--- begin EXERCISE INPUTS ---

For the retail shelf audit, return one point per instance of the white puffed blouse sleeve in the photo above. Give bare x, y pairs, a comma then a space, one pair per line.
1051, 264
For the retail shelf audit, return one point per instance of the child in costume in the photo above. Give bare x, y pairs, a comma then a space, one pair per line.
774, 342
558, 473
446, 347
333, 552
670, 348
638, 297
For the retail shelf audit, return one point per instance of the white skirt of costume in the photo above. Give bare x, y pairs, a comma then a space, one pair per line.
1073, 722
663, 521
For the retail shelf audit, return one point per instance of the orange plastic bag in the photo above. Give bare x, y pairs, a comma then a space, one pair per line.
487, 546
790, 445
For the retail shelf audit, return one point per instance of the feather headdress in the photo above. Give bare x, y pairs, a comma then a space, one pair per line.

--- end EXERCISE INPUTS ---

**STATED GOAL:** Please scale the data above by copying every line, requests included, with each answer coordinate multiplied by 0.3 and rounded to a whole number, halves going up. The requests stay unchanged.

**RESULT OF THIS EXERCISE:**
For the retail shelf audit, return one point per instance of the white puffed blouse sleeve in the photo above. Give bare x, y pairs, a comma then a space, one pair per line.
315, 79
For the retail shelf audit, return one point per instance of the child in costume in the photo above. Give bare x, y pairs, a comma then a space, one pair per line.
232, 103
167, 142
134, 104
100, 166
201, 104
191, 89
For the retail shelf audit, return one point per instance of the white skirt of costume in the photo above. Give bare x, y pairs, a comma then a space, one pair per line.
322, 217
199, 156
For the retail shelf audit, return one point per instance of the orange plastic bag in the photo above. Give bare x, y pairs, a comma then a space, one pair per line.
146, 164
237, 134
For the retail shelf audit, return one point per instance of the feather headdress in the photo above. Give bare x, y pairs, a comma then a space, one pair per line.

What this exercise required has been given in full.